◆ WRITTEN TASK: In the mailing list message below, what does the attached patch issue before COPY on each worker process?

[WIP PATCH v2] Implement "pg_restore --data-only --clean" as a way to skip WAL

From: Dimitrios Apostolou <jimis(at)gmx(dot)net>
To: pgsql-hackers(at)lists(dot)postgresql(dot)org
Subject: [WIP PATCH v2] Implement "pg_restore --data-only --clean" as a way to skip WAL
Date: 2025-06-10 00:26:28
Message-ID: c61263f2-7472-5dd8-703d-01e683421f61@gmx.net
Views: Raw Message | Whole Thread | Download mbox | Resend email
Thread:
Lists: pgsql-hackers

On Mon, 14 Apr 2025, Dimitrios Apostolou wrote:

> Hello list,
>
> I implemented --clean support for --data-only, in order to avoid logging to
> the WAL while populating the database. The attached patch issues a TRUNCATE
> before COPY on each worker process, and provides a significant speed
> advantage if the cluster is configure with wal_level=minimal.

◆ Mask labeling items:
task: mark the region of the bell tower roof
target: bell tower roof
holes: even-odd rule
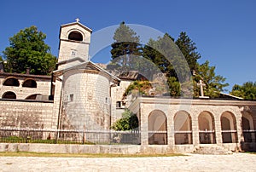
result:
[[[64,28],[64,27],[70,27],[70,26],[79,26],[80,27],[85,29],[86,31],[88,31],[89,32],[92,32],[92,30],[90,29],[89,27],[85,26],[84,25],[81,24],[79,22],[79,20],[77,19],[75,22],[72,22],[72,23],[67,23],[67,24],[64,24],[64,25],[61,25],[61,28]]]

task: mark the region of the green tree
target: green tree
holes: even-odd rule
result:
[[[138,127],[138,119],[136,114],[133,114],[131,111],[125,110],[122,113],[122,118],[117,120],[111,129],[117,131],[131,130]]]
[[[45,38],[46,35],[34,26],[10,37],[10,46],[3,52],[7,60],[6,71],[25,73],[30,68],[32,74],[49,75],[55,69],[56,58],[50,54]]]
[[[219,93],[224,90],[224,88],[229,86],[229,83],[225,83],[225,77],[215,74],[215,66],[210,66],[208,60],[201,65],[197,65],[197,72],[194,76],[195,97],[200,95],[200,89],[196,85],[200,80],[206,84],[204,95],[212,98],[218,97]]]
[[[245,100],[256,100],[256,82],[246,82],[242,85],[235,84],[232,91],[230,93],[232,95],[241,97]]]
[[[120,23],[113,35],[111,47],[112,61],[107,66],[108,70],[129,71],[139,68],[142,45],[139,36],[125,24]]]
[[[175,43],[185,57],[190,70],[196,70],[197,60],[201,58],[201,54],[196,52],[195,43],[190,39],[185,32],[182,32]]]

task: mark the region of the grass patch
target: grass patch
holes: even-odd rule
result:
[[[2,152],[0,157],[54,157],[54,158],[150,158],[185,156],[180,153],[166,154],[107,154],[107,153],[47,153],[29,152]]]

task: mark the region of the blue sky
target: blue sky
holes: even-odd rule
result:
[[[254,0],[2,0],[0,54],[9,37],[20,29],[38,26],[58,55],[60,26],[76,18],[93,32],[119,25],[143,25],[177,38],[186,32],[216,73],[235,83],[256,81],[256,1]],[[109,54],[102,53],[102,58]]]

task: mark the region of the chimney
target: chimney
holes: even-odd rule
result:
[[[29,75],[30,73],[30,67],[26,67],[26,74]]]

◆ COMPLETED EXERCISE: A TRUNCATE.